Tasks to carry out:
a. In the tobacco tax proposal, turn the paragraph beginning "It is a popular myth" into a short bulleted list that keeps its main facts.
b. Carry on the tobacco tax proposal, picking up after its last line.

Document segment:
----
Increase tax on tobacco, at least to the point where the revenue raised by the tax pays for the costs to society caused by smoking.

Why is this idea important?

The centre-right think tank Policy Exchange argues that there should be a 5% rise in tobacco duty in this budget, and in the next five, pushing the price of a packet of cigarettes to £7.42. This, it says, would make smoking 'revenue neutral':

"It is a popular myth that smoking is a net contributor to the economy. Our research finds that every single cigarette smoked costs the country 6.5p. In order to balance income and costs, tobacco duty should be progressively increased until the full societal cost of smoking is met through taxation. As a start, the next budget should increase tobacco duty by 5%. This will reduce tobacco consumption by 2.5% and provide an additional £400m for the Treasury."

One Reply to “Raise tobacco tax to make smoking revenue-neutral”
----
Point localization data
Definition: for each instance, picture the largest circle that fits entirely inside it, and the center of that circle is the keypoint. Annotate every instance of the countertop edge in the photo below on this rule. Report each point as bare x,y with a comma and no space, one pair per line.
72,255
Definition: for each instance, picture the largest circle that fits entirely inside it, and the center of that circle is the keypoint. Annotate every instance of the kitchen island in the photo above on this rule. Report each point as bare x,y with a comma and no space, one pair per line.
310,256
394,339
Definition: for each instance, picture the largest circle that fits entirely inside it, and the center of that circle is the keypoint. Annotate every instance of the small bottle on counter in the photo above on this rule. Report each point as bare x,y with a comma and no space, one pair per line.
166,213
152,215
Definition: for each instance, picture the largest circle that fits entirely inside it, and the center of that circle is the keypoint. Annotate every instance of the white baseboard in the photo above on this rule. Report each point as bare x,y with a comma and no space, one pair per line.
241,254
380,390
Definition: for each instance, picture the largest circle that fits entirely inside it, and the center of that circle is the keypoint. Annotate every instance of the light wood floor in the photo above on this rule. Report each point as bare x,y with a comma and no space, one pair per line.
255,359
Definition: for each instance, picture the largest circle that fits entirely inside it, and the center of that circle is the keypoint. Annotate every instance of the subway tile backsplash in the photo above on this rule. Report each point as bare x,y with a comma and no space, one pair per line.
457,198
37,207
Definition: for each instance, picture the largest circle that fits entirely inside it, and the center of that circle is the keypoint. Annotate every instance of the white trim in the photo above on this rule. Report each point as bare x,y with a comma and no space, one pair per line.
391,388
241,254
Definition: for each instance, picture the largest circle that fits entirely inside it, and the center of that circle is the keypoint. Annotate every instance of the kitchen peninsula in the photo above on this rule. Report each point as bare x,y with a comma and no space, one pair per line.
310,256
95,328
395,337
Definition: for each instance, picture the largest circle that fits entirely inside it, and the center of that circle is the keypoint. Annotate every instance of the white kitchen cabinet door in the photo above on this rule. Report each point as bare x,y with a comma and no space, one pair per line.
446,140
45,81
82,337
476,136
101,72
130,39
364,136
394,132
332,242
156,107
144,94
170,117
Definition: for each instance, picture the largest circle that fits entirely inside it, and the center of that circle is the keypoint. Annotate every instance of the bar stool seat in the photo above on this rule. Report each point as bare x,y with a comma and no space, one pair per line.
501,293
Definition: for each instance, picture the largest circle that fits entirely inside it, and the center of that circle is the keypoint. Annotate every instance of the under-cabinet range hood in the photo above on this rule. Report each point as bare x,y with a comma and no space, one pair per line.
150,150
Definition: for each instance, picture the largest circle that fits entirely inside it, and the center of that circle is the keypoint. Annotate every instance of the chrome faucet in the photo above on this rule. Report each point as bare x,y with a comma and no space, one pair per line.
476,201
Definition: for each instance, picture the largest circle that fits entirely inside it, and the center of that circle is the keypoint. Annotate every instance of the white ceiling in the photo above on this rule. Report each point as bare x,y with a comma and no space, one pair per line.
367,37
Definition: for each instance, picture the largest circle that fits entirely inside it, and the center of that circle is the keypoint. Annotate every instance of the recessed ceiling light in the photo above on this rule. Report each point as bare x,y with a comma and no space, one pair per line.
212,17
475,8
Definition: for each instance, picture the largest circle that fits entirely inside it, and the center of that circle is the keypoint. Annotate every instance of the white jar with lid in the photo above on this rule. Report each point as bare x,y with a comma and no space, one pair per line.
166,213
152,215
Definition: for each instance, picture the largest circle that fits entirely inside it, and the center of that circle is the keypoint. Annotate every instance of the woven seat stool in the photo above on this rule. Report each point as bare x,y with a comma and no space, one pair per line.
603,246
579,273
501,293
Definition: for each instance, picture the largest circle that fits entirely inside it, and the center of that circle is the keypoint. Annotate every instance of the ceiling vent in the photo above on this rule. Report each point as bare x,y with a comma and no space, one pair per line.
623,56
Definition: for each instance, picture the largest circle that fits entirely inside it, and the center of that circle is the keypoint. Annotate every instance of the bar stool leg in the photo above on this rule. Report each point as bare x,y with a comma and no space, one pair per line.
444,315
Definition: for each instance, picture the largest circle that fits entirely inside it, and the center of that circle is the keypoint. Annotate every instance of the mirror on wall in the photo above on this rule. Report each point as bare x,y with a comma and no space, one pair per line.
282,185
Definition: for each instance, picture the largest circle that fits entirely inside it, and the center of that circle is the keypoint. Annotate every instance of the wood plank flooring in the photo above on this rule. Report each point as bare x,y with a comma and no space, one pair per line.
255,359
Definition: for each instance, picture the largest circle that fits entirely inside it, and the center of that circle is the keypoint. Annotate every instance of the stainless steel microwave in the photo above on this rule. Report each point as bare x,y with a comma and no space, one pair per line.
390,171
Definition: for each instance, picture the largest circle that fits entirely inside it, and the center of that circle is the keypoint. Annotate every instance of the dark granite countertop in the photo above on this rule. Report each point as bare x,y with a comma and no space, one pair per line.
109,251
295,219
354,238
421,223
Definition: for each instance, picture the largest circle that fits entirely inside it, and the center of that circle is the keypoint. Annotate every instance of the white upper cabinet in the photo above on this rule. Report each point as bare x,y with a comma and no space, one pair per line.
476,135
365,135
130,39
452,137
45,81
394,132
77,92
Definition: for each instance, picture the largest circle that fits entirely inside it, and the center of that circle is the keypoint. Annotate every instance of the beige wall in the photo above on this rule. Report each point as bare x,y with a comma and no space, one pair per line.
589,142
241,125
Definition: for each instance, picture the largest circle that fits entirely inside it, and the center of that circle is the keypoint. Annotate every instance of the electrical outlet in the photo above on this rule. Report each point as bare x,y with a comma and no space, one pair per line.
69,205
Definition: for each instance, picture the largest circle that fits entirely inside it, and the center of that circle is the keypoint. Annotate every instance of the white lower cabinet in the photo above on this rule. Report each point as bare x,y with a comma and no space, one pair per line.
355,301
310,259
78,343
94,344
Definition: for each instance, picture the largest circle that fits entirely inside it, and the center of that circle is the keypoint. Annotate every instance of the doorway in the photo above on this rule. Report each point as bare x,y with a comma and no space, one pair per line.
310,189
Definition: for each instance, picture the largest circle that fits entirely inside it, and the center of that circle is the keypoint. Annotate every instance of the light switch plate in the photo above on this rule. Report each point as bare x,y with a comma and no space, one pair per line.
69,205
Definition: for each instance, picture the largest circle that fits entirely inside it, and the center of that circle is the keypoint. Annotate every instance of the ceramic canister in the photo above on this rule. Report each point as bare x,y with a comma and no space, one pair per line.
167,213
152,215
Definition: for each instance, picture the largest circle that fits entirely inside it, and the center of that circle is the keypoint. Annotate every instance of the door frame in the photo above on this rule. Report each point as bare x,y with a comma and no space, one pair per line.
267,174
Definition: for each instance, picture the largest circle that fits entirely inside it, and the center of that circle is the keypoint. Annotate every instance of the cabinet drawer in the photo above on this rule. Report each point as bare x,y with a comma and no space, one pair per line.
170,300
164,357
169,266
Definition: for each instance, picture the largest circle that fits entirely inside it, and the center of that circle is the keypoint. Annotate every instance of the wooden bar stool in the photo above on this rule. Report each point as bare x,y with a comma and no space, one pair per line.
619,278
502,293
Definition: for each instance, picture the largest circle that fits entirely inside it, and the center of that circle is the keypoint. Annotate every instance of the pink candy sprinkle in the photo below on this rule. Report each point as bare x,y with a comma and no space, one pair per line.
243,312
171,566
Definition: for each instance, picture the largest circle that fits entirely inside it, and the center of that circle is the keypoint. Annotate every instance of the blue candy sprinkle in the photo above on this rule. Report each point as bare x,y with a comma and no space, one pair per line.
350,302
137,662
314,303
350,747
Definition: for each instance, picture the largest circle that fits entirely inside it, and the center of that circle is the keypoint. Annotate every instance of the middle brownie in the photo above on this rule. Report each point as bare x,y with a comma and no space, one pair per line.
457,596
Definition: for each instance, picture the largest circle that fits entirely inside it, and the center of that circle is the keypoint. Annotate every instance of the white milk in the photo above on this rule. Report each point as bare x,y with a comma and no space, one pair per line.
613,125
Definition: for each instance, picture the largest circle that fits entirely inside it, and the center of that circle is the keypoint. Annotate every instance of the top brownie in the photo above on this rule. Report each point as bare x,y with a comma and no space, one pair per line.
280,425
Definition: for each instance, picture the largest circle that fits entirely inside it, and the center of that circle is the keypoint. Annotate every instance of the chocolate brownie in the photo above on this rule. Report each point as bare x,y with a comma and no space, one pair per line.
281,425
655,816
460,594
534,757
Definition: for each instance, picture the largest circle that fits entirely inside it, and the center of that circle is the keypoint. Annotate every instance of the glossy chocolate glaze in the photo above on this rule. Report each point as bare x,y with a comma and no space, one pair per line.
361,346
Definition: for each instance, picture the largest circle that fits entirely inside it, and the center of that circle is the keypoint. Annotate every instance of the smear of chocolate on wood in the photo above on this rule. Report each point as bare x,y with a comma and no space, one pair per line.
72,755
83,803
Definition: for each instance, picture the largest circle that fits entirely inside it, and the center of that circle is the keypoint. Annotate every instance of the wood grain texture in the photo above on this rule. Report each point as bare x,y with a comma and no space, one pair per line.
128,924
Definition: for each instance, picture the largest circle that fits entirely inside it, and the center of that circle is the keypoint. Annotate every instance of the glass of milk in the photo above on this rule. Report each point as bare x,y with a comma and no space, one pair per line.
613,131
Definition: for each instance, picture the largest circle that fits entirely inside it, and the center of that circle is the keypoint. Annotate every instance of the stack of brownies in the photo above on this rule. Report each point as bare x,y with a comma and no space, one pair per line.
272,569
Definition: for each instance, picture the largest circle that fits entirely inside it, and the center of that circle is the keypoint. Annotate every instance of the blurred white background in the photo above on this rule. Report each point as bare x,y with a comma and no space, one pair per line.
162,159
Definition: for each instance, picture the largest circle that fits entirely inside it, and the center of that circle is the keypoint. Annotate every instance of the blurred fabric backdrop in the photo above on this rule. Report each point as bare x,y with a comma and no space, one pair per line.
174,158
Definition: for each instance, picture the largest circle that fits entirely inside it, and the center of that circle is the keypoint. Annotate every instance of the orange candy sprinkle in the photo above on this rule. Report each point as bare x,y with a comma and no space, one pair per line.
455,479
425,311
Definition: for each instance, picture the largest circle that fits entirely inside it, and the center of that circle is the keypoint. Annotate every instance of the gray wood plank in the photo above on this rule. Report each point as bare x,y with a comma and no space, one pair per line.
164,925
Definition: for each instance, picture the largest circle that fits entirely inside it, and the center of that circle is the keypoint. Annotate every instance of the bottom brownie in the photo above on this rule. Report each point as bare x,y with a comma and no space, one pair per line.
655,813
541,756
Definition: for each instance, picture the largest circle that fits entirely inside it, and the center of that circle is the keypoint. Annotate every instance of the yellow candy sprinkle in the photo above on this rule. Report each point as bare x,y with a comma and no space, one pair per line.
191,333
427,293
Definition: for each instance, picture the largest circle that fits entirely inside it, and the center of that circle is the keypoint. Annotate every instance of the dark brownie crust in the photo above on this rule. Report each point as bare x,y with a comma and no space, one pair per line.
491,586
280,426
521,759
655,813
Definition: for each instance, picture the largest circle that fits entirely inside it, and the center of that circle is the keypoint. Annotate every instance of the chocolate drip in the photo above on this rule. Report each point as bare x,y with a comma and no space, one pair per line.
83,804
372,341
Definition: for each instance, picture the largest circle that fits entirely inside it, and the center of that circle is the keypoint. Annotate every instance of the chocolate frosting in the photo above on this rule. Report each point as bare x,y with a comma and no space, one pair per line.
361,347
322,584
----
Answers per task:
a.
- Smoking is not a net contributor to the economy, despite a popular myth.
- Every cigarette smoked costs the country 6.5p.
- Tobacco duty should rise progressively until taxation covers the full societal cost of smoking.
- The next budget should start with a 5% increase in tobacco duty.
- That increase would cut tobacco consumption by 2.5% and bring the Treasury an extra £400m.

b.
  1. The cited research suffers from two major limitations. First, the cited research measures the potential loss of output caused by the smoker’s early death. However, it does not take into account the savings in pension funds to which smokers contribute throughout their life. This is a major failure of this study. It is absolutely dishonest to “forget” that by dying 10 years earlier, smokers receive, on average, >250.000 dollars in pension funds. Second, everyone dies under some condition eventually. The question is not how much do medical expenditures associated to smoking cost. The question is, are those expenditures larger than living an extra 10 years receiving a pension, staying in elderly centers and hospitals, developing other medical conditions (e.g. cancer) and eventually dying with other conditions. In other words, what is the cost of dying at 65 with a smoke-related issue, against dying at 75 with a range of other healthcare expenditures and pension transfers.